**Text segment:**
● ● ● ● ●

The plaintiff, as the contract shows, proposed to continue his private practice and to carry on one or more sanitariums and to sell mineral water. The contract also provided as to the distribution of the mail, but the parties had in mind that some confusion, on account of similarity of name, might arise in the future, and fixed with great definiteness the rights of the parties to mail thereafter received, and provided that in case the defendant received mail which was directed to or belonged to the plaintiff, it should deliver or mail it to him within twenty-four hours if the mail is important as to time and in thirty-six hours if not important as to time. Particular notice was given to the postmaster as to the manner in which mail should be delivered.

● ● ● ● ●

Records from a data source
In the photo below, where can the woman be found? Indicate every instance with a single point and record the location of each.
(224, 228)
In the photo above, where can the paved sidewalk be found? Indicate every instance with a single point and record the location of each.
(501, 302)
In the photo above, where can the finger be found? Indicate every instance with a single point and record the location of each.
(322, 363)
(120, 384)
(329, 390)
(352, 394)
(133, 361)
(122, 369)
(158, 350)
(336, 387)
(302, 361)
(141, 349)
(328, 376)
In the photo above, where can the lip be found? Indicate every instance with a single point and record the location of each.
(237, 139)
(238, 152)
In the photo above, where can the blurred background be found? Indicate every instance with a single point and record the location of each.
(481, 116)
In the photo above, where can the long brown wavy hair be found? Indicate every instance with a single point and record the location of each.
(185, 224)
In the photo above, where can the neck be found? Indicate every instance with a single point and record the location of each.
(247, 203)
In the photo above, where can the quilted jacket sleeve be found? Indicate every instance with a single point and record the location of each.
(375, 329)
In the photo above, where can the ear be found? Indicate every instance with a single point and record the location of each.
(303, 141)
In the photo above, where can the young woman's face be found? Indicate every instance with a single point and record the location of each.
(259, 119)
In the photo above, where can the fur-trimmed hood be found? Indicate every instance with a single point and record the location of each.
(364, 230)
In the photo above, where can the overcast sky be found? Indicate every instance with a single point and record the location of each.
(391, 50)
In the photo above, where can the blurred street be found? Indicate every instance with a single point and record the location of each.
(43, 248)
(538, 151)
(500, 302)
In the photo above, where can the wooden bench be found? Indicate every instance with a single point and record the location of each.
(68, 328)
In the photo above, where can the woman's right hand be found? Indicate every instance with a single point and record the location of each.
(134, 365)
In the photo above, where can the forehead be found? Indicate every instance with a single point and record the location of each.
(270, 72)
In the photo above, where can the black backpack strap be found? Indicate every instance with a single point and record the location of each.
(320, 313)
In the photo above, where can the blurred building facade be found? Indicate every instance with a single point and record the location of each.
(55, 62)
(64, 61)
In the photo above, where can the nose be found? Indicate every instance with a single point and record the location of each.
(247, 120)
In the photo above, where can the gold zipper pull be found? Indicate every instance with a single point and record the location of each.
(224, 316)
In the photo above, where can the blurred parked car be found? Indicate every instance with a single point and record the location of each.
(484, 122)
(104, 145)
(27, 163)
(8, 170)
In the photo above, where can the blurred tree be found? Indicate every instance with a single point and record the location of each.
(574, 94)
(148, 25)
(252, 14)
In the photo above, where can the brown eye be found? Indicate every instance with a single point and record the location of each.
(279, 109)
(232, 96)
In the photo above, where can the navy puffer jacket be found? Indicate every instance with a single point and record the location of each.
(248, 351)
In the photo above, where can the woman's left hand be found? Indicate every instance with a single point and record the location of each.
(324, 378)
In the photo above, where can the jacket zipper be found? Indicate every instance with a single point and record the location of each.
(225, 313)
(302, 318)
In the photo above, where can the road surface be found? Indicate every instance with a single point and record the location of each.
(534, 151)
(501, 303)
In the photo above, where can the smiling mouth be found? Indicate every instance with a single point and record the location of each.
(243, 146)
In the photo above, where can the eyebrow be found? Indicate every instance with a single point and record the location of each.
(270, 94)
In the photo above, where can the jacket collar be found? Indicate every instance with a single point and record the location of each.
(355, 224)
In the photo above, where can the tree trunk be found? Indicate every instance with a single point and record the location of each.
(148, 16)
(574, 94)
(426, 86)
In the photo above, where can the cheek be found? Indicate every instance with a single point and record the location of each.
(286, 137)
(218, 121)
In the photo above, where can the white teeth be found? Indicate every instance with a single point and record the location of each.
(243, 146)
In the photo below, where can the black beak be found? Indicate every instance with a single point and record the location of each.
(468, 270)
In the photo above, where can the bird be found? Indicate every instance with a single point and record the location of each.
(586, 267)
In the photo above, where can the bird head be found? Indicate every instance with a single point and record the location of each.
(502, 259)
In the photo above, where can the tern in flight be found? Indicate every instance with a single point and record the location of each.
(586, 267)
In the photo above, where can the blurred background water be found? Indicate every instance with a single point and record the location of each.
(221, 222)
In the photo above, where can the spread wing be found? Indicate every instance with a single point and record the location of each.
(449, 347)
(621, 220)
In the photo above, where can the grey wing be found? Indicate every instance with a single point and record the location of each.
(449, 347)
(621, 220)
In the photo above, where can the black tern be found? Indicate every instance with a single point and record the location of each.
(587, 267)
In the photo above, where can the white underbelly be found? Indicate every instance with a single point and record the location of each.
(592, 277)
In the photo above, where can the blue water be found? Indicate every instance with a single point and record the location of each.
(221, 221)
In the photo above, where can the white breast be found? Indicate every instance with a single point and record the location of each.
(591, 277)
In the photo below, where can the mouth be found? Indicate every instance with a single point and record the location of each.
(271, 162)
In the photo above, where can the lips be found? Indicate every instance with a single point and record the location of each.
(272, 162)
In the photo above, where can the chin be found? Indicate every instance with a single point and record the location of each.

● ● ● ● ●

**Work required:** List every activity that the contract text says the plaintiff proposed to carry on.

**Output:**
- Continue his private practice
- Carry on one or more sanitariums
- Sell mineral water